THE EXERCISE:
Reproduce word for word everything in the records below, from the line containing "In the picture above, where can the chimney" down to the line containing "(1274, 596)", including both of those lines.

DATA PROVIDED:
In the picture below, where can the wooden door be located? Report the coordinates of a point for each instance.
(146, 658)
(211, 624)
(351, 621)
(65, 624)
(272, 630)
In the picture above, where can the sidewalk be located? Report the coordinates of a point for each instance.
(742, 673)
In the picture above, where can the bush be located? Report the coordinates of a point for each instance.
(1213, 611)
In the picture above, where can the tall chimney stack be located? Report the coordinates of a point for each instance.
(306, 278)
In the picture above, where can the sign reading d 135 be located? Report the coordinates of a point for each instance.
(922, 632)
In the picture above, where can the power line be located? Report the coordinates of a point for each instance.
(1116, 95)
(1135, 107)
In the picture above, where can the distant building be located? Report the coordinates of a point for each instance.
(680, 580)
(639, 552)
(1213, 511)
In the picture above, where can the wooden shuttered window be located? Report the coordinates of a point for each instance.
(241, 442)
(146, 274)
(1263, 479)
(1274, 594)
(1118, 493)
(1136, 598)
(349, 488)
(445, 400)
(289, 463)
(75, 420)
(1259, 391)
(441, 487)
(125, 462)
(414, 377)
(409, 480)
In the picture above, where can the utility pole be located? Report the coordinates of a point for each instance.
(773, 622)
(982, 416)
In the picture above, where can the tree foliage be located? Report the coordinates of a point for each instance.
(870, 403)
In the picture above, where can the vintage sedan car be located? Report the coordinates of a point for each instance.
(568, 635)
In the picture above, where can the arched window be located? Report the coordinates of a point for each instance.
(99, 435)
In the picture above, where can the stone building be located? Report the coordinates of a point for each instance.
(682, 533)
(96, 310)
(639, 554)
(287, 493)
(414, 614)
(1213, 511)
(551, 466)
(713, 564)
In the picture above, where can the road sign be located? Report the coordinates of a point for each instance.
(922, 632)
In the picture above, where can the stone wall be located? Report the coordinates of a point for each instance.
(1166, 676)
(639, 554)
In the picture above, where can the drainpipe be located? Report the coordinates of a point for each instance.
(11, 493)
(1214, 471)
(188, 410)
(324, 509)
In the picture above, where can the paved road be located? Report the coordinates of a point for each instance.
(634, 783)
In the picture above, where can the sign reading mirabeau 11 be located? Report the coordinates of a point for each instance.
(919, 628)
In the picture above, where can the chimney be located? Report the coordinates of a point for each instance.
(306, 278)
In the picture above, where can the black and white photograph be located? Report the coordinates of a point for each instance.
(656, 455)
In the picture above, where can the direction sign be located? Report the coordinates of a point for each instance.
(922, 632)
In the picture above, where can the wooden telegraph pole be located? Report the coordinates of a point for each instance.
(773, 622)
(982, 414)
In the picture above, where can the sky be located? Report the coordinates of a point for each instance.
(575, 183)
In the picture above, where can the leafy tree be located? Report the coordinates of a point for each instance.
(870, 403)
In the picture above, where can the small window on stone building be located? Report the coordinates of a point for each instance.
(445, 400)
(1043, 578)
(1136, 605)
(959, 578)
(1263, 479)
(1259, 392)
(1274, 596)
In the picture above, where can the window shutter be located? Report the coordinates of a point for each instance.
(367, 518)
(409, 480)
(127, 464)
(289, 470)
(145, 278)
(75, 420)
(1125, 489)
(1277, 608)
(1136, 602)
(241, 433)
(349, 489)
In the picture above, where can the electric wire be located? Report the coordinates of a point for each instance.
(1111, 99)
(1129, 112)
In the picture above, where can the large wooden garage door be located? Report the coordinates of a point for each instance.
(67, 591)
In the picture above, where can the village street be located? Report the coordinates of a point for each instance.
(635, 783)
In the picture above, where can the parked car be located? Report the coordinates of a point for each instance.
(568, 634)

...

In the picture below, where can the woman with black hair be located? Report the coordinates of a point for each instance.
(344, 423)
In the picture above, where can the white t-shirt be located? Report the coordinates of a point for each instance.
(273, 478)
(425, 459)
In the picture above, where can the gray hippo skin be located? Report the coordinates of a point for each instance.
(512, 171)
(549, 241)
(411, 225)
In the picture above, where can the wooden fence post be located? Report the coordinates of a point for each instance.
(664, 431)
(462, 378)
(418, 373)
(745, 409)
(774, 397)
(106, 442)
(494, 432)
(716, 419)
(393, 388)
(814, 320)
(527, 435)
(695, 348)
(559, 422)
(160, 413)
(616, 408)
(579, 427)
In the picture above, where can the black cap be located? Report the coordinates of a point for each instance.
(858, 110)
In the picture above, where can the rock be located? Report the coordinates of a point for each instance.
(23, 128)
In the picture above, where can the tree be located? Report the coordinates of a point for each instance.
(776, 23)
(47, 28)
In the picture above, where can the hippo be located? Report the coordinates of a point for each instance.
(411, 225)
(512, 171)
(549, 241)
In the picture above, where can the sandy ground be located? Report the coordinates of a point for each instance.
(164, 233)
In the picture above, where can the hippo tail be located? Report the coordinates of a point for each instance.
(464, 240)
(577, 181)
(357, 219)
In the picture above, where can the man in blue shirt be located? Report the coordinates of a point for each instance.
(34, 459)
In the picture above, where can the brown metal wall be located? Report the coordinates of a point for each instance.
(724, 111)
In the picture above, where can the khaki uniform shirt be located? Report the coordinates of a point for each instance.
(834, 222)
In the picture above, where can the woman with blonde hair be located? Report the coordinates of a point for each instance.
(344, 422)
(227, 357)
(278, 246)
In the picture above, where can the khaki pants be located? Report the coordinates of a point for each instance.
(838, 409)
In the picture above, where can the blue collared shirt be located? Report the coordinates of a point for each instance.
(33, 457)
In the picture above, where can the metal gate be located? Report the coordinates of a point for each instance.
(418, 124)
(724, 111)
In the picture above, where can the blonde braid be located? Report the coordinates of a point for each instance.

RESPONSE TO THIS EXERCISE:
In the picture above, where can the chimney be located? Report the coordinates of a point for each instance.
(306, 278)
In the picture above, where can the black and white photograph be located? Report the coordinates of a point for each instance.
(656, 455)
In the picture above, where can the direction sign be located? Report the coordinates of a point for each instance.
(922, 632)
In the picture above, where can the wooden telegraph pole be located? Report the coordinates of a point for each instance.
(773, 622)
(982, 414)
In the picture above, where can the sky be located? Report the coordinates of a point for each instance.
(575, 183)
In the picture above, where can the leafy tree be located? Report the coordinates of a point for each instance.
(870, 403)
In the picture above, where can the small window on stone building be located? Report the coordinates of a point for each instance.
(445, 400)
(1043, 578)
(1136, 605)
(959, 578)
(1263, 479)
(1259, 392)
(1274, 596)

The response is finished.